Exercise tasks ▸
**a.** Name every item that the essay on Yoga practice says cannot give enlightenment.
**b.** According to the essay on Yoga practice, why is it important to bring consciousness to unlearning?

Selected excerpt ▸

┌──

These days, Yoga practice has become too technical. We are focused on technicalities to a degree that takes us further and further away from the Yogic Space. We have compromised the mystical dimensions of Yoga in favor of the technicalities of Yoga. We all practice sadhana (daily spiritual practice) but forget the glory of shravana (pure listening).

It can be a slow, gradual bloom from Sadhana to Shravana, but this slow unfolding is what makes a seeker’s journey rich, unending, and unknown. I thank you for taking the time to read these words. May these words weave threads of awareness from my journey into the tapestry of awareness that is your own journey.

Now, I came to realize that Yoga has become too technical through a beautiful, primal source: darkness.

Years ago, I spent 21 days in dark retreat. For 21 days, I stared into darkness. I expected to emerge from that retreat an enlightened being. But I spent 21 days in the dark, and nothing much happened. At the time, it felt like I had simply sat in the dark for 21 days. Where was the big, ecstatic, enlightened luminous blast into elevated consciousness? I was disappointed. I did not emerge from the dark with profound realization.

When I saw my teacher, I just dissolved into tears. I cried and cried on my teacher’s shoulder for about an hour. Seems the dark retreat triggered a profound flow of tears, a few moments when I was able to be near to my teacher and release everything. I simply allowed this profound surrender and admitted that I am small; I entered into humility. Someone took a photograph of me because my eyes had changed; something was in my eyes now that had not been there before the dark retreat.

From this experience, I un-learned my mind’s hold on expectations. There is no meditation or asana or practice or retreat that gives enlightenment. Just as Bhakti is not taught—Bhakti is caught—so too enlightenment is not attained, enlightenment blooms. All happens through grace.

Now when I lead retreats or workshops, I never expect certain outcomes. Instead, I bow and offer myself to be receptive, open, and of service. I let the teachings do their own work. I open the door. I show up. Grace of the Guru does the rest.

From my retreat into the dark, it was not something that I attained that was important. What was important? The release.

Unlearning is a complete release. Yoga links us to unity consciousness. In Yoga, we bring consciousness to our breath and our movement. Why not bring consciousness to the experience of unlearning?

Bringing consciousness to unlearning is important because nowadays there are too many things that we have unlearned unconsciously.

└──

Data shown ▸
┌──

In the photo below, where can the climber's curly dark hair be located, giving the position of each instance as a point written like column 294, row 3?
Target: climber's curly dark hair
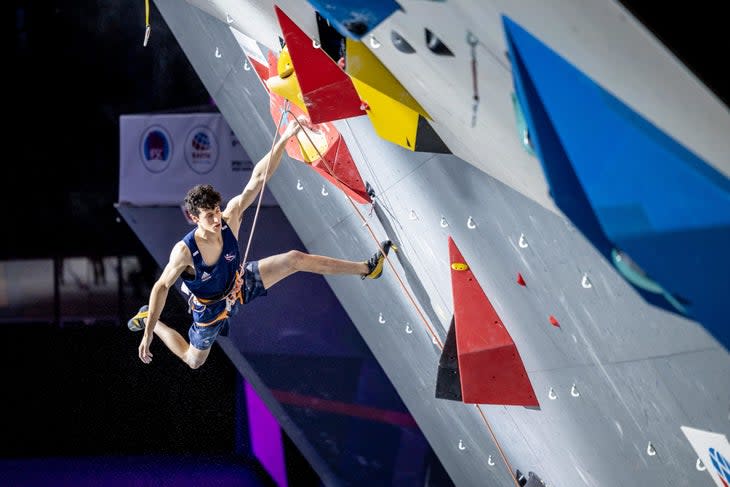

└──

Results for each task ▸
**a.** Meditation, asana, practice, and retreat.

**b.** Bringing consciousness to unlearning is important because nowadays there are too many things that we have unlearned unconsciously.